## TASKS AND EXERCISES
**A.** According to the news feature on Shuaiwen Leon Song's conference papers, how many papers were selected for the HPCA-23 main session presentations?
**B.** From the news feature on Shuaiwen Leon Song's conference papers, extract word for word the passage from "Song's work makes" to "main session presentations.".
**C.** Extend the news feature on Shuaiwen Leon Song's conference papers, picking up after its final sentence.

## SOURCE PASSAGE
■ ■ ■ ■ ■

December 1, 2016
Feature

Changing the Game

Song's work makes the cut in two major high-performance computing conferences

Song_Leon_small
Shuaiwen Leon Song

Congratulations to Shuaiwen Leon Song, a research scientist with PNNL’s High Performance Computing group, who recently had two papers accepted at high-level conferences that focus on diverse and leading-edge research related to high-performance computer architectures.

Initially, the paper, “Processing-in-Memory Enabled Graphics Processors for 3D Rendering,” was accepted for presentation at the 23rd IEEE International Symposium on High-Performance Computer Architecture, or HPCA-23, to be held next February in Austin. HPCA-23 is a leading forum for scientists and engineers to present their diverse work involving computer architectures. Only 50 papers were selected for this year’s main session presentations.

■ ■ ■ ■ ■

## DATASET EXCERPT
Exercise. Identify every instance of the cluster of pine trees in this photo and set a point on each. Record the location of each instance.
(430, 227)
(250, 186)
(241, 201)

■ ■ ■ ■ ■

## SET OF ANSWERS
**A.** Only 50 papers were selected.

**B.**
Song's work makes the cut in two major high-performance computing conferences

Song_Leon_small
Shuaiwen Leon Song

Congratulations to Shuaiwen Leon Song, a research scientist with PNNL’s High Performance Computing group, who recently had two papers accepted at high-level conferences that focus on diverse and leading-edge research related to high-performance computer architectures.

Initially, the paper, “Processing-in-Memory Enabled Graphics Processors for 3D Rendering,” was accepted for presentation at the 23rd IEEE International Symposium on High-Performance Computer Architecture, or HPCA-23, to be held next February in Austin. HPCA-23 is a leading forum for scientists and engineers to present their diverse work involving computer architectures. Only 50 papers were selected for this year’s main session presentations.

**C.**
Doom3box

The work, coauthored with scientists from the University of Houston and Beijing Advanced Innovation Center for Imaging Technology, examines the three-dimensional (3D) gaming experience on modern computer systems that provides today’s gamers with immersive graphics and intense imaging at the cost of memory bandwidth. Song and his coauthors employed two architectural designs to enable processing-in-memory-based graphics processing units (GPU) for efficient 3D rendering. The team used well-known games, including Doom 3 and Half-Life 2, to demonstrate their designs could improve texture filtering performance and 3D rendering up to 6.4 times and 65 percent over baseline GPUs. Their design also was shown to provide significant memory traffic and energy reduction without sacrificing rendering quality.

“As part of this work, we explored the Hybrid Memory Cube, or HMC, a type of stacked memory in the GPU, to efficiently process high-performance graphics applications and alter their pipeline to significantly reduce memory access,” Song explained. “We also enabled an approximate computing strategy with the new design.”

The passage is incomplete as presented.